Source text.
....

Line 3: nxmax, adaptive, dxmin, dxmax

nxmax is the maximum number of cells that may be contained within the gas slug at any time in the simulation.
adaptive==0: the slug will not be refined.
adaptive==1: the slug will be adapted (by splitting or fusing cells) to better capture the flow solution. Roughly speaking, cells will be merged with their neighbours if their size is less than dxmin and cells will be split if they exceed size dxmax.
adaptive==2: the slug will be adapted by cell-fusing only. This may be useful when the slug is being processed by a strong shock and some of the cells are becoming very small because of boundary-layer bleed (i.e. Mirel's effect).
adaptive==3: the slug will be adapted by cell-splitting only. This may be useful when the slug is being processed by a strong expansion and some of the cells have become unreasonably large.

....

Task A. Retype the slug parameter description starting with "adaptive==3: the slug" and going on through "become unreasonably large.".
Task B. Summarize the slug parameter description in two sentences.

Information shown.
....

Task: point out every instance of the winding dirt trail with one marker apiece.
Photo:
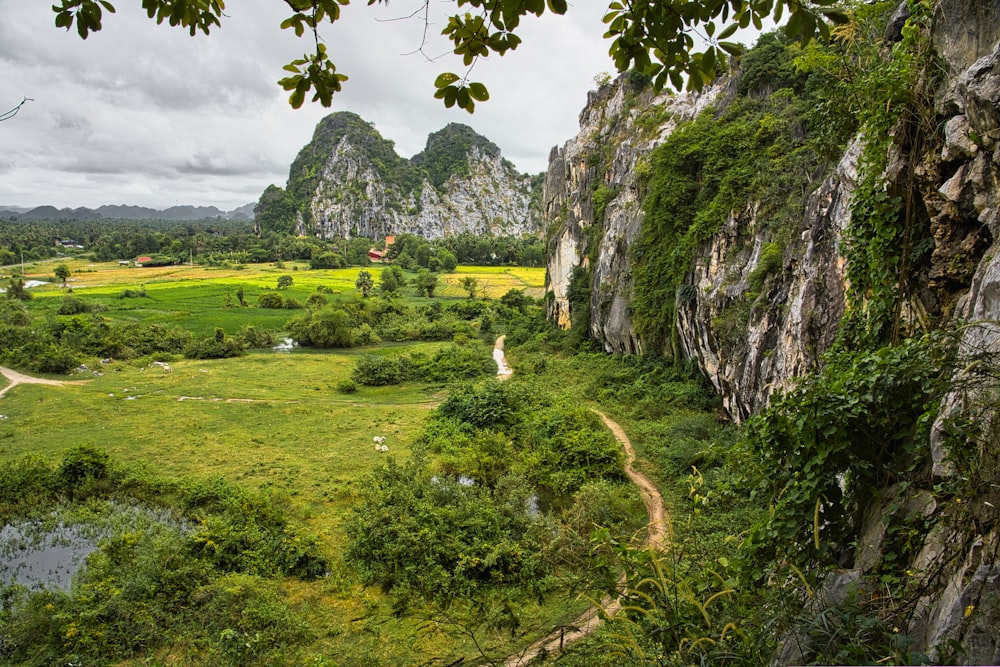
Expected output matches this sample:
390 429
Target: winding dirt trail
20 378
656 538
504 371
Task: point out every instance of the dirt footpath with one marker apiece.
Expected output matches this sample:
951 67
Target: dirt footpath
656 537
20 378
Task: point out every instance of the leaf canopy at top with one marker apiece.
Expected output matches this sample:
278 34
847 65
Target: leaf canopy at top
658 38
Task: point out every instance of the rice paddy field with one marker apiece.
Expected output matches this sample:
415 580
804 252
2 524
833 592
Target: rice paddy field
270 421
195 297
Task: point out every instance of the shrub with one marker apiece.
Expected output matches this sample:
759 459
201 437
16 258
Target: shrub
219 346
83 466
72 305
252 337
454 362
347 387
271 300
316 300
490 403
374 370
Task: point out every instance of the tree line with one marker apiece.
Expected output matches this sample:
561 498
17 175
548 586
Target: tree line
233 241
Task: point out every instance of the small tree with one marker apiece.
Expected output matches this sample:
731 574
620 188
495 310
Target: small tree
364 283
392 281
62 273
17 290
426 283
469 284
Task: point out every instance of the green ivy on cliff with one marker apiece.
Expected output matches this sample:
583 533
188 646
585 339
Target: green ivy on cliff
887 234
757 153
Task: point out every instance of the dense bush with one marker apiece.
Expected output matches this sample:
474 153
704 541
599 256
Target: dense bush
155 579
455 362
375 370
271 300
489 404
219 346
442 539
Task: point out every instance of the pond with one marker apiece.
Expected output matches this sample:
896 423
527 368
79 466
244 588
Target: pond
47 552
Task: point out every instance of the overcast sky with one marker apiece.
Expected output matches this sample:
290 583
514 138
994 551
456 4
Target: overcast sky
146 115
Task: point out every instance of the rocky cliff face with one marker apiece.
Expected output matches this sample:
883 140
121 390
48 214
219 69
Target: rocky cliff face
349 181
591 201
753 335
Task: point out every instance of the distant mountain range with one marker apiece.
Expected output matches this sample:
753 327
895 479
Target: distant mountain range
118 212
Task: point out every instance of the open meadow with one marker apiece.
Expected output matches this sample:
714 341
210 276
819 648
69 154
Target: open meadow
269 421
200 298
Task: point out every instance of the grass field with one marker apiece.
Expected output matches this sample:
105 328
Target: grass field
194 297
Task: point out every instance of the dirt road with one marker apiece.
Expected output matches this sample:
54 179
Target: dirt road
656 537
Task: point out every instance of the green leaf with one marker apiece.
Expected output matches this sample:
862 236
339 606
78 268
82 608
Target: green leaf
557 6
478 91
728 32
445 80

....

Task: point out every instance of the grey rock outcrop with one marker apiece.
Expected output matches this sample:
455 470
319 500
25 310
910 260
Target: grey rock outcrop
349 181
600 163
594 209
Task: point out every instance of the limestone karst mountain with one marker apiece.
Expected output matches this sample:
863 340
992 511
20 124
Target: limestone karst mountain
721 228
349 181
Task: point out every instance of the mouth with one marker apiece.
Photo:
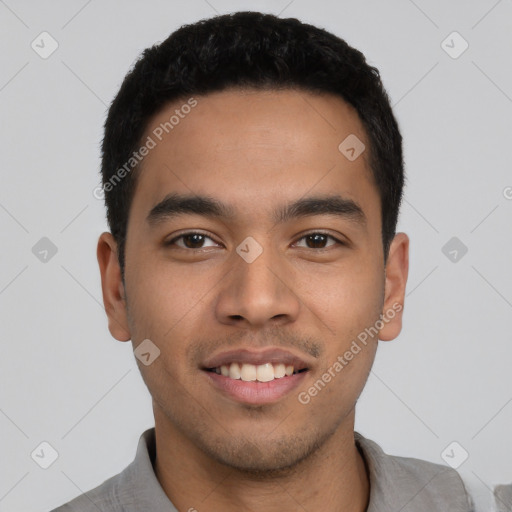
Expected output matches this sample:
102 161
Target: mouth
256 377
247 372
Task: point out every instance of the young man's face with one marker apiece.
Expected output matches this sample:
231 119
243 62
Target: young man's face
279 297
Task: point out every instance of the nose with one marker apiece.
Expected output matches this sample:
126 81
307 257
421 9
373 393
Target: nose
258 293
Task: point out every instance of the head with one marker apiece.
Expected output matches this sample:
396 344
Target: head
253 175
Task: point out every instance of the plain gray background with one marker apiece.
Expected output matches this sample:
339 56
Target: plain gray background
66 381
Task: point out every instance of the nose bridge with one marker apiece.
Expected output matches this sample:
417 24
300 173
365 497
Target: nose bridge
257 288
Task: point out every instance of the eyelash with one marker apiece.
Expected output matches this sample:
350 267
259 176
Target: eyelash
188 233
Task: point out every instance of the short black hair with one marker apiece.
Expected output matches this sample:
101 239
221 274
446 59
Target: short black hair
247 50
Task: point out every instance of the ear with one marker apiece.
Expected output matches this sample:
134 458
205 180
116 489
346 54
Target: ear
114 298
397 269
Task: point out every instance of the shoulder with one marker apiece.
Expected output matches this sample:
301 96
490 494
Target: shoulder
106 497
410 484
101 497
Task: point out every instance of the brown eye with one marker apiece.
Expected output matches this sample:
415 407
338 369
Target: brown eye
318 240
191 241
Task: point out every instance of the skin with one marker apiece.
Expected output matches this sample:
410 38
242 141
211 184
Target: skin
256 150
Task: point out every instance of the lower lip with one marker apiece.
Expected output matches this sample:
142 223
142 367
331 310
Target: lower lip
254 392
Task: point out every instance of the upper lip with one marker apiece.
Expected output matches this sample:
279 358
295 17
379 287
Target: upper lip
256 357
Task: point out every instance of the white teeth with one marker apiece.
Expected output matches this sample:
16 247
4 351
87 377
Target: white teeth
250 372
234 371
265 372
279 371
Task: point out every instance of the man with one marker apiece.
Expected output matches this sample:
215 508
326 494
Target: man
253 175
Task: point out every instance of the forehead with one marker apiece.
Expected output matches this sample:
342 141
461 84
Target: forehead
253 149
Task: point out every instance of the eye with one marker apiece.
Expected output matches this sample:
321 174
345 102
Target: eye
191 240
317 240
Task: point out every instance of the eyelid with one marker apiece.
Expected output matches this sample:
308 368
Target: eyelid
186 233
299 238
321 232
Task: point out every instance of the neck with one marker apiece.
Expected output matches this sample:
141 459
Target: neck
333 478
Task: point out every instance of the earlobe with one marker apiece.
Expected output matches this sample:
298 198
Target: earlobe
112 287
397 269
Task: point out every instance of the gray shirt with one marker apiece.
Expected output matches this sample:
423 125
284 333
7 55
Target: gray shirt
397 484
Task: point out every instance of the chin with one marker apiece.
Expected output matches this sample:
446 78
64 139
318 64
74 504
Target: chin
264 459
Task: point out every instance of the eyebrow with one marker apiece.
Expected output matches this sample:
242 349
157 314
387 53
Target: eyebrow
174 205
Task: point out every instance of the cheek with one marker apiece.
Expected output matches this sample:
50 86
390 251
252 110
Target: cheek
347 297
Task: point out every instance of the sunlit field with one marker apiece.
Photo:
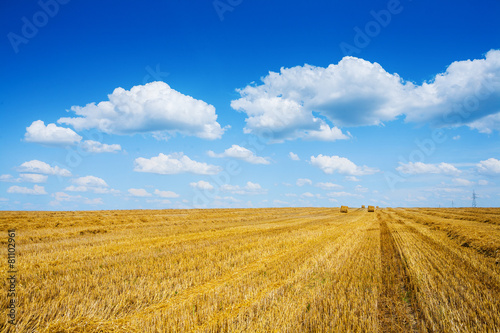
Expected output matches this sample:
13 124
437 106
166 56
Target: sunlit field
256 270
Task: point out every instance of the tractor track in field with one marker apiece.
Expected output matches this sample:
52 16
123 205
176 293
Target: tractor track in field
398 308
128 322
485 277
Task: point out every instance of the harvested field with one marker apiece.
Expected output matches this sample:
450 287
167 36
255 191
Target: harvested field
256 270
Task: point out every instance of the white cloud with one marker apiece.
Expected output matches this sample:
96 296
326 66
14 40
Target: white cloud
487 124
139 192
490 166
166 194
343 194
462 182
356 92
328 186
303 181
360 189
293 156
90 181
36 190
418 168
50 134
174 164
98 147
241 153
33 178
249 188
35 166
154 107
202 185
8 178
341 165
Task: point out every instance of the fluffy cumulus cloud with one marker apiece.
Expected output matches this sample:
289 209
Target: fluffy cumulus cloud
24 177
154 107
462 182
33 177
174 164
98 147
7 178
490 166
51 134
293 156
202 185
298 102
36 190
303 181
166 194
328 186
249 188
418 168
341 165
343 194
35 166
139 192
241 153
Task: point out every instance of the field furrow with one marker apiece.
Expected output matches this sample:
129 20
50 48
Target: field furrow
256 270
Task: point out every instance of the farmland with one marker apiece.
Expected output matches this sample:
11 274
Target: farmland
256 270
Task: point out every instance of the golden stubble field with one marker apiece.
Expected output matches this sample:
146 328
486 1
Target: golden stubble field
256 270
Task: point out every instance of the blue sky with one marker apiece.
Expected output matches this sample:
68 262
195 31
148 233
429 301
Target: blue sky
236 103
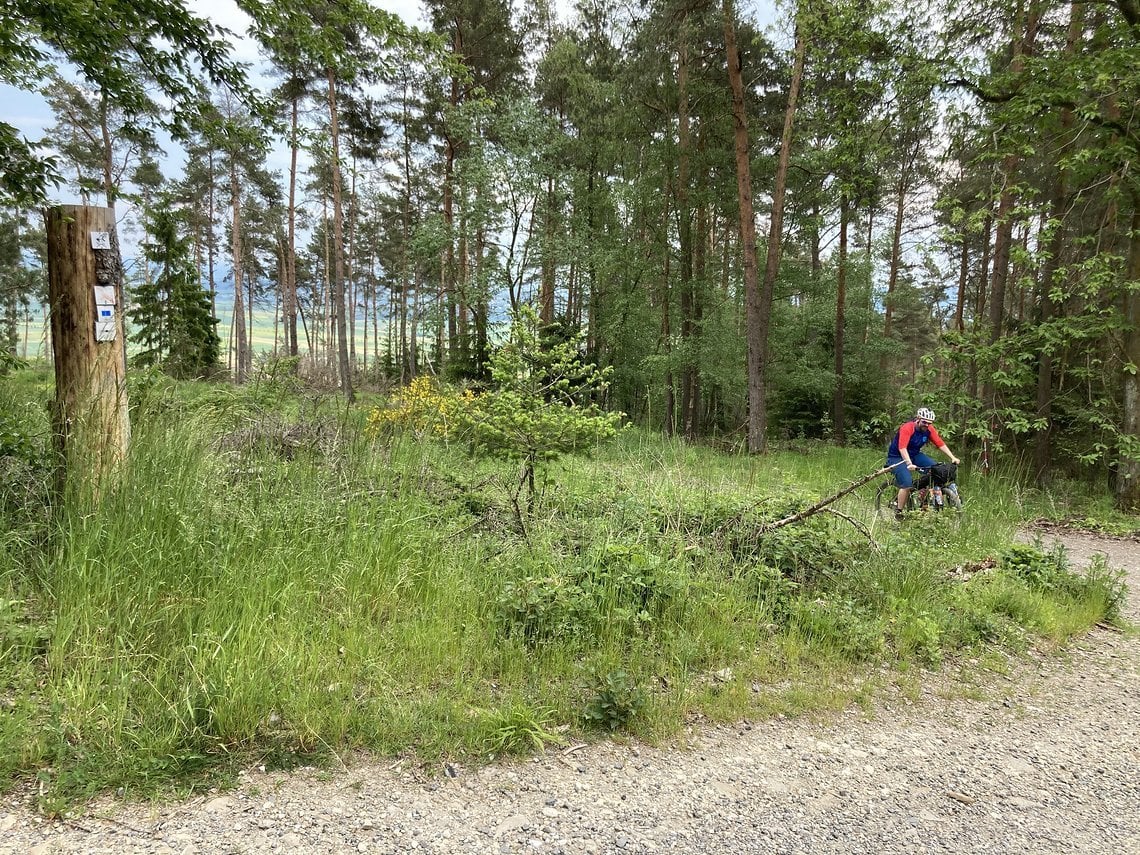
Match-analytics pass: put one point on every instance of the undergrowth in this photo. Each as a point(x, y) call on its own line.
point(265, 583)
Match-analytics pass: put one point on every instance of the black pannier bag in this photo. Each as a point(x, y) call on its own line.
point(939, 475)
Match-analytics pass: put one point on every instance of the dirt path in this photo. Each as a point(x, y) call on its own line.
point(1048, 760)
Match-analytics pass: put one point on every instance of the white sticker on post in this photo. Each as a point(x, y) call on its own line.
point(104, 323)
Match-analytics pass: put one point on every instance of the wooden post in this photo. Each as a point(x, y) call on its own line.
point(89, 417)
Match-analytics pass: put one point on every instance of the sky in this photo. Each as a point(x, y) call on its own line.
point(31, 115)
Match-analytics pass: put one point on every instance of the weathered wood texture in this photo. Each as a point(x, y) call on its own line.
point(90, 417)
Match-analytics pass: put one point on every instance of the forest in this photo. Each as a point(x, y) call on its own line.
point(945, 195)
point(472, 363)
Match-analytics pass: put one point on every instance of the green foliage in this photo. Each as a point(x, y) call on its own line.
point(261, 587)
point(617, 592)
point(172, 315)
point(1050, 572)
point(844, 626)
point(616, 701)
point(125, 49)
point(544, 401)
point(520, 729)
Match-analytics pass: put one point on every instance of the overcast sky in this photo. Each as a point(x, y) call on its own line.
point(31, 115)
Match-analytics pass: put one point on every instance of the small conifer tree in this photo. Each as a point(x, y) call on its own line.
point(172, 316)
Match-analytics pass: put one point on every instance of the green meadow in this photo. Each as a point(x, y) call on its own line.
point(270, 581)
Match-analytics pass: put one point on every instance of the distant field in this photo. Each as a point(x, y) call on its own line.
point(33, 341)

....

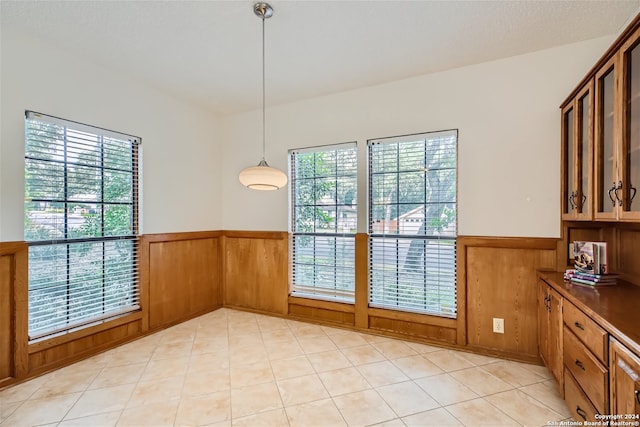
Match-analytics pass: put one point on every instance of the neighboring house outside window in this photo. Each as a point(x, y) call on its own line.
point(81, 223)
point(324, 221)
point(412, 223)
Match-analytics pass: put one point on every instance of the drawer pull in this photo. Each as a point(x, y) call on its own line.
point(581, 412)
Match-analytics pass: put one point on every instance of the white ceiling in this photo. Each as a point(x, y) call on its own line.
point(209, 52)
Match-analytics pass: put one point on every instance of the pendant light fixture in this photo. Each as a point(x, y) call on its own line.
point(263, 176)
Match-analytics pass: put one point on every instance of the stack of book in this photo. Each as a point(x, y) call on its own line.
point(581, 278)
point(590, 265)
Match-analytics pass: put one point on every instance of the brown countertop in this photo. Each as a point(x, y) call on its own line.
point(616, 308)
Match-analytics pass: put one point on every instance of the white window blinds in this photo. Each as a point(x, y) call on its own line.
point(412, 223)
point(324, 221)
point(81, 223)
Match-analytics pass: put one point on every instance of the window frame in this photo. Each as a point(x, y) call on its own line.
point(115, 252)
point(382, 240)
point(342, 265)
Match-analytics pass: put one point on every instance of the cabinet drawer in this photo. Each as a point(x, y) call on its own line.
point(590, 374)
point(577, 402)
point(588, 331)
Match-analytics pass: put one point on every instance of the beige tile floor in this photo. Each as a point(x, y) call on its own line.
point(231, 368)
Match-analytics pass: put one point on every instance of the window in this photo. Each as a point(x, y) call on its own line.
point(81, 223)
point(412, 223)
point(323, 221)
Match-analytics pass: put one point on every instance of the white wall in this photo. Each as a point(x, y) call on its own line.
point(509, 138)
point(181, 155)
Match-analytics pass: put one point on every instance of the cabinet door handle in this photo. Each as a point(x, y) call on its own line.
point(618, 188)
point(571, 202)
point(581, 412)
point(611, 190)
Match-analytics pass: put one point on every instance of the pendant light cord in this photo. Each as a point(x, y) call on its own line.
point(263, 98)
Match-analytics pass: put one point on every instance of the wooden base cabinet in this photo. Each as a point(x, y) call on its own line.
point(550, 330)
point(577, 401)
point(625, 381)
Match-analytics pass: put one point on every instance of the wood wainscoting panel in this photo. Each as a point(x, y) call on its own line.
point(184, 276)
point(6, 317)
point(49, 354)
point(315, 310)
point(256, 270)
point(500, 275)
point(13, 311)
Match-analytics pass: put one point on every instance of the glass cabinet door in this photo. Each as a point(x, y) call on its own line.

....

Written reply A.
adaptive==3: the slug will be adapted by cell-splitting only. This may be useful when the slug is being processed by a strong expansion and some of the cells have become unreasonably large.

Written reply B. Line 3 gives nxmax, the maximum number of cells the gas slug may contain at any time, together with the adaptive setting and the cell sizes dxmin and dxmax. With adaptive set to 0 the slug is not refined, with 1 cells are roughly merged below dxmin and split above dxmax, with 2 the slug is adapted by fusing only, and with 3 it is adapted by splitting only.